From the forum thread comparing the Elite GT500 and the Z28, reproduce word for word the part that opens with the words containing "I shot the gt500" and closes with "(Feb 21, 2005)".

#### Extract:
*****

# best opinion on elite gt500 vs z28?



## rgard2 (Nov 15, 2008)

you can check out the (outdoor product review) web site, Jason Balazs has reviewed both of these bows in his 2008 bow review.


----------



## mndeerfreek (Feb 1, 2009)

*love the gt500*

had it for a short time but the best draw cycle and solid back wall. It's fast quiet and light , what else can you ask for!!!!!


----------



## bbyers1111 (Mar 2, 2009)

I shot the gt500 over the weekend and was very impessed, but chose to go home with a drenalin. It was very comparable, company just to new for that kind of investment.


----------



## nywell (Feb 21, 2005)

*Gt 500*

I have a 2007 Synergy. Great bow. 
I shot the GT 500 last week, better bow! Dead in the hand. Fast. Great grip. 
Guy I shot with is a Mathews fan, big time. He could not believe the GT 500.

*****

Mask labeling examples
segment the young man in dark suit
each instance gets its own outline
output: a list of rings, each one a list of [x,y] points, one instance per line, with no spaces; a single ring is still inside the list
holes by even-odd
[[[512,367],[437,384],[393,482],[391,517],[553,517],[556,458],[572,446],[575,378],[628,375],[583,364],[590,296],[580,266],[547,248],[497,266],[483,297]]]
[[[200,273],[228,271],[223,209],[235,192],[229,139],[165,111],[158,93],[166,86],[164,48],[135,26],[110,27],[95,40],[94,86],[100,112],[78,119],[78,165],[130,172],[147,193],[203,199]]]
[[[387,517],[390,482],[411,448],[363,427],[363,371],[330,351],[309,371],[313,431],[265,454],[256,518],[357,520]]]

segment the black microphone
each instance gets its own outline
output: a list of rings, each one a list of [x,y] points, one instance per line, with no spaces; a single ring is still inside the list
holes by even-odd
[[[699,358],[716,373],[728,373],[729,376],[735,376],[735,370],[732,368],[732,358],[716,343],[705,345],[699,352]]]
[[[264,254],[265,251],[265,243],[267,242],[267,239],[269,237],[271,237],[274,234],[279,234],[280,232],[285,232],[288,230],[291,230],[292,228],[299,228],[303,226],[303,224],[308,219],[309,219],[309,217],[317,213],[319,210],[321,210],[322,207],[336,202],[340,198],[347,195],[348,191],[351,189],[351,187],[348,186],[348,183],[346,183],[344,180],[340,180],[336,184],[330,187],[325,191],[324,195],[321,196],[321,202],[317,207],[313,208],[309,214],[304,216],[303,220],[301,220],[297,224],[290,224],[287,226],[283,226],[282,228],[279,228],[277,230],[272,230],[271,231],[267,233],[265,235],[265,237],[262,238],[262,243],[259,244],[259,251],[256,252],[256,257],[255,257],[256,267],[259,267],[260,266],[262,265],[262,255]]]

*****

#### Solution:
I shot the gt500 over the weekend and was very impessed, but chose to go home with a drenalin. It was very comparable, company just to new for that kind of investment.


----------



## nywell (Feb 21, 2005)